TEXTO DEL EJERCICIO:
Una vocación es una pasión de amor; una tarea moral que procede del corazón y cabeza de cada persona que la siente como suya.
Por eso el insigne doctor Gregorio Marañón la define como: “una emoción primordial del deber, con detrimento de los posibles derechos …. la vocación es una cuestión de fe y no de técnica “. Don Gregorio la clasifica en dos tipos: “vocaciones de amor”, esas que obedecen a un llamado que no se puede acallar, que ofrecen un servicio desinteresado, normalmente sin goce material (por ejemplo, la religiosa, la del maestro, artista o poeta, etc.,) y “vocaciones de querer”, que son alentadas por un mayor o menor espíritu de servicio, con miras a incentivos materiales, prestigio social, poder, etc., que incluye todas las demás profesiones, incluyendo la médica y demás carreras sanitarias. En todas existen los parámetros reglamentarios propios a dichas ocupaciones, sujetos a las normas legales y vigentes dictadas en las disposiciones de cada profesión.
Pero también existe esa otra línea moral y ética que marca la distancia entre esas normas teóricas y la propia personalidad de cada individuo. Estos otros criterios y deberes, concretos y personales, son la instancia más profunda de la vocación de cada persona, más exhortativa y parenética que obligatoria.

MATERIAL PROPORCIONADO:
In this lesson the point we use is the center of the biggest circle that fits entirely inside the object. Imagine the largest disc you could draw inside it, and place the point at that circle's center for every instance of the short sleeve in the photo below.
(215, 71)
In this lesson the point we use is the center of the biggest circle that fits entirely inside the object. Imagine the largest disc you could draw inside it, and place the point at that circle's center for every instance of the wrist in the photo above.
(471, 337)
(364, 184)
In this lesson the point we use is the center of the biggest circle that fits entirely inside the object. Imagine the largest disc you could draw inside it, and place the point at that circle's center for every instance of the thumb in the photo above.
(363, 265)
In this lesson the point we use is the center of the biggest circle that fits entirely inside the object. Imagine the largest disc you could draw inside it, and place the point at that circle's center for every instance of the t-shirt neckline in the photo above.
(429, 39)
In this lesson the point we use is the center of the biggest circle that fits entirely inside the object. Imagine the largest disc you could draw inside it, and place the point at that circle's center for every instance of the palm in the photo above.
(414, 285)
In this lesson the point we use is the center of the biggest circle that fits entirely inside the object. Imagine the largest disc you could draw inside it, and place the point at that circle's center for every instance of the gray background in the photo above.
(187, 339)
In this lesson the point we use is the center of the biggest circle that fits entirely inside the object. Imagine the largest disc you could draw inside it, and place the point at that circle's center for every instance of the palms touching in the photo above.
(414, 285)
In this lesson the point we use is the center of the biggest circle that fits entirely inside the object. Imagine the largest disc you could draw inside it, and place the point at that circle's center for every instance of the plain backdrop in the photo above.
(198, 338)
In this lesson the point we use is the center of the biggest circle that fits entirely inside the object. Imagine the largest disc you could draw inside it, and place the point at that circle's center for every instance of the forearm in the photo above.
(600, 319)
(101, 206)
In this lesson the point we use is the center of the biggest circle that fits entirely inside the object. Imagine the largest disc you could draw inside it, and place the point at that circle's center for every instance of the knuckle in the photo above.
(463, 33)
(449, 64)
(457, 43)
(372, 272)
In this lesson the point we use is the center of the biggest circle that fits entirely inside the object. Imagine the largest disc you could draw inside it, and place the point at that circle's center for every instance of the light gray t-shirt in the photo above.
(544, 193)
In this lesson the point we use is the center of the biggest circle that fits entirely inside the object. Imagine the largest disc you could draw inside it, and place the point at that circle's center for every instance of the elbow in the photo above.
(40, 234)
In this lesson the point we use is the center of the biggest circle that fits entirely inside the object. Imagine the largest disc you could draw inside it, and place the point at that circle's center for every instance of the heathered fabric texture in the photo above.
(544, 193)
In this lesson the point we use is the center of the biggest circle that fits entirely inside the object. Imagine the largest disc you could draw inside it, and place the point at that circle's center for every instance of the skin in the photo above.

ENUNCIADO:
Copia literalmente el fragmento del texto sobre la vocación que va desde "Pero también existe" hasta "parenética que obligatoria.", ambos incluidos.

RESPUESTA:
Pero también existe esa otra línea moral y ética que marca la distancia entre esas normas teóricas y la propia personalidad de cada individuo. Estos otros criterios y deberes, concretos y personales, son la instancia más profunda de la vocación de cada persona, más exhortativa y parenética que obligatoria.